== Dataset content

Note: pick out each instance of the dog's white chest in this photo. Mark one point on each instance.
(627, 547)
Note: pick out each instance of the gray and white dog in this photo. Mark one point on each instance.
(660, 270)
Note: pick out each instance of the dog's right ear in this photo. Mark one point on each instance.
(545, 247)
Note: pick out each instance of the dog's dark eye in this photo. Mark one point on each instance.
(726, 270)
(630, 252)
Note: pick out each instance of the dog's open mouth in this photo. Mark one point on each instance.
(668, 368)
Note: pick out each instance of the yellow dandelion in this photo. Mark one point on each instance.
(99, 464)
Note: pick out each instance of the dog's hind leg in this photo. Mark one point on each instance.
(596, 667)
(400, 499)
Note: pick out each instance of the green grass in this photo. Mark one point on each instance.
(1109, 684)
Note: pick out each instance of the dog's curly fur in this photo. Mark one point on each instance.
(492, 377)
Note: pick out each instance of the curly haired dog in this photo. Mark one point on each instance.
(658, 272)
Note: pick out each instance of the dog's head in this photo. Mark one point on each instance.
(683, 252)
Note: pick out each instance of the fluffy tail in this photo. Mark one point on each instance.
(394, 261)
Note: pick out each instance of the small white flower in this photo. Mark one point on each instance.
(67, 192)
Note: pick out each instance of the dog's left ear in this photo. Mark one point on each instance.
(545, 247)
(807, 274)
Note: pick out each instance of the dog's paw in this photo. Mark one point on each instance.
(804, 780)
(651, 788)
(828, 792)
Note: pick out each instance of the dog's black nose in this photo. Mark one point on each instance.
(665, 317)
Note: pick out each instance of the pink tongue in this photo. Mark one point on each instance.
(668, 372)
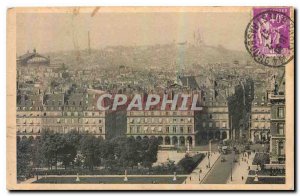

====

Exercise aim
Reproduce every one of the rows above word for word, omitting the pictures from your response.

The reply
Note: pick out each instance of the dog's white chest in this photo. Mark one point on each instance.
(627, 547)
Note: pick out each instance of the gray and white dog in this photo. Mark one point on each instance.
(660, 270)
Note: pick out each instance of the dog's right ear in this photo. Mark one point on each instance.
(545, 247)
Note: pick out each instance of the dog's dark eye in this photo. Mark one point on each instance.
(726, 270)
(630, 252)
Note: pick out each instance of the dog's open mouth in this photo. Mark one point on each instance.
(668, 368)
Note: pick out each instance of the yellow dandelion in this photo. Mark one point on each instance.
(99, 464)
Note: pick out each instance of the dog's hind leg in this photo. Mark one point on each instance.
(596, 667)
(400, 499)
Note: pick out each instance of the green grass in this photo. Mark one point on each instance.
(1109, 684)
Note: pick out each instance of the dog's curly fur in this photo. Mark one point on each instance.
(492, 377)
Note: pick out each instance of the curly haired dog in this photo. Mark one point on each instance.
(658, 272)
Note: pick out each instance of the dog's head in this photo. Mark one point on each instance.
(683, 252)
Note: pick out each instance of the fluffy tail in this photo. Mark one point on each instance.
(394, 261)
Note: pick out each instance of the small white flower in this photo. Mark one point on each instance.
(67, 192)
Note: pick out each instance of the dog's left ear in this photo. Mark one point on each instance.
(545, 247)
(807, 274)
Note: pick out each instance of the dog's paw in this photo. Mark one point on each instance.
(804, 780)
(651, 788)
(828, 792)
Note: pick out each instance of the dog's black nose in this photo. Mark one point on each instance.
(665, 317)
Note: pick out each instance of the pink tongue in this photo. Mark one point on each instance.
(668, 372)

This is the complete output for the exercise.